**ФРАГМЕНТ ТЕКСТА**
┄┄┄┄┄┄┄┄┄┄
9. Как персонаж, сопровождающий Иешуа к месту казни и присутствующий при ней, Левий Матвей осуществляет функции еще одного действующего лица СХ, а именно - Богоматери. Ее отсутствие в "романе Мастера", пожалуй, наиболее значимо и красноречиво. Более подробно этот момент будет рассмотрен далее; пока же заметим, что для авторов СХ присутствие Богоматери необходимо во всех событиях последних дней жизни Христа, кроме тех, что происходят начиная от Тайной Вечери и кончая выходом процессии, идущей на Голгофу из врат Иерусалима. Сцена прощания Богоматери с Иисусом перед его уходом из Вифании в Иерусалим "на волную страсть", ее приход к дому Пилата, чьи слуги сообщают, что Иисуса уже осудили и повели на казнь, ее попытки догнать скорбное шествие, предстояние Кресту - все это наиболее эмоционально насыщенные сцены древнерусской повести, причем эмоциональный накал достигается прежде всего за счет плачей Богоматери.
В противовес СХ, где постоянно манифестируется богосыновство Иисуса, в ММ подчеркивается безродность Иешуа. Тем самым отсутствие Матери Скорбящей у креста получает подчеркнуто знаковый характер.
┄┄┄┄┄┄┄┄┄┄
**ИСХОДНЫЕ ДАННЫЕ**
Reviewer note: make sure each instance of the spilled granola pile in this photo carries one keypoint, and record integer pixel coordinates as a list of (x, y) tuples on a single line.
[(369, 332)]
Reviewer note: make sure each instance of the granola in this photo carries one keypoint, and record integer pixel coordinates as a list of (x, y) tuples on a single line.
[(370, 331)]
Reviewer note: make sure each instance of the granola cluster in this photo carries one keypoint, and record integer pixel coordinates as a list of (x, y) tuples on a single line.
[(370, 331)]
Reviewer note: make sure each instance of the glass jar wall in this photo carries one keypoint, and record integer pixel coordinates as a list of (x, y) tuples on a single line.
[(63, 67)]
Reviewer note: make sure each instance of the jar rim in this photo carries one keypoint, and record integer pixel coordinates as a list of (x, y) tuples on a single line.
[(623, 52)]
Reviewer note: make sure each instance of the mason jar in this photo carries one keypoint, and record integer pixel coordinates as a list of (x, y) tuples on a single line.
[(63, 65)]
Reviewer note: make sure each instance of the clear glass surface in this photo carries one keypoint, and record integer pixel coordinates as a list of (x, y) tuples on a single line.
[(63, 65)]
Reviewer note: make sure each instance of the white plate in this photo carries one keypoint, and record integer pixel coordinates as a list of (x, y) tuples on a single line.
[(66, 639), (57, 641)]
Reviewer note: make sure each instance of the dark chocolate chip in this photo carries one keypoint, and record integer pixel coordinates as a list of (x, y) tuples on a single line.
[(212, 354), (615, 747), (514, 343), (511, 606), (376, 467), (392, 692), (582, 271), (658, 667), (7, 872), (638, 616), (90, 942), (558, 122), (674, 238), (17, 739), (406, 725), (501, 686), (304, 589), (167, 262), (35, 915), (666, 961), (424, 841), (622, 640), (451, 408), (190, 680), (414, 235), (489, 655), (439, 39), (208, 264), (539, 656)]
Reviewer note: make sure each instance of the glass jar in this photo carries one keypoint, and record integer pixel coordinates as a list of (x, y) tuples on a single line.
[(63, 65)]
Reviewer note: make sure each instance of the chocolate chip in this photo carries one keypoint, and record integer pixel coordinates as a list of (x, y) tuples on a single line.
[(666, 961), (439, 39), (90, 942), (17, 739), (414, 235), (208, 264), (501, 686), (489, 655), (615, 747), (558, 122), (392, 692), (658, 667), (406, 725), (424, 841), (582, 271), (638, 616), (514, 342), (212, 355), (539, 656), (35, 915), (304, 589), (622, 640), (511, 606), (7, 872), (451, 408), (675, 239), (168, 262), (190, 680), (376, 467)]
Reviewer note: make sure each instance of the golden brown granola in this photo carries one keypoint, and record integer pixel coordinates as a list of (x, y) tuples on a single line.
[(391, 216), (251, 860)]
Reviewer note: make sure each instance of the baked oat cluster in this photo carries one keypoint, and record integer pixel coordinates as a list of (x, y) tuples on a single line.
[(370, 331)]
┄┄┄┄┄┄┄┄┄┄
**ЗАДАНИЕ**
A - Функции какого действующего лица древнерусской повести, согласно фрагменту о Левии Матвее, он осуществляет как персонаж, сопровождающий Иешуа к месту казни?
B - Пожалуйста, допишите следующую часть текста о Левии Матвее и Богоматери, начиная после его последнего предложения.

**ОТВЕТЫ**
A - Функции Богоматери.

B -
Таким образом, смысловая наполненность (а точнее, как раз незаполненность) пассийных элементов в структуре "романа Мастера" делает его как бы зеркальным перевертышем, опрокинутым отражением тех же элементов в СХ.
Следует отметить, впрочем, что существует ряд сюжетообразующих мотивов, идентичных в обоих текстах. Сюда относятся: корысторлюбие Иуды как мотивировка его преступления; сговор Иуды с Синедрионом; страх Пилата перед доносом; обвинение подсудимого в "оскорблении величества"; а также проказа Тиберия - мотив, не являющийся сюжетообразующим в ММ и играющий очень важную роль в СХ - сотник Логгин исцеляет императору неизлечимый "струп" на лице (вар.: "язю" в носу) с помощью ризы Христовой, после чего император решает казнить всех, причастных к осуждению Иисуса.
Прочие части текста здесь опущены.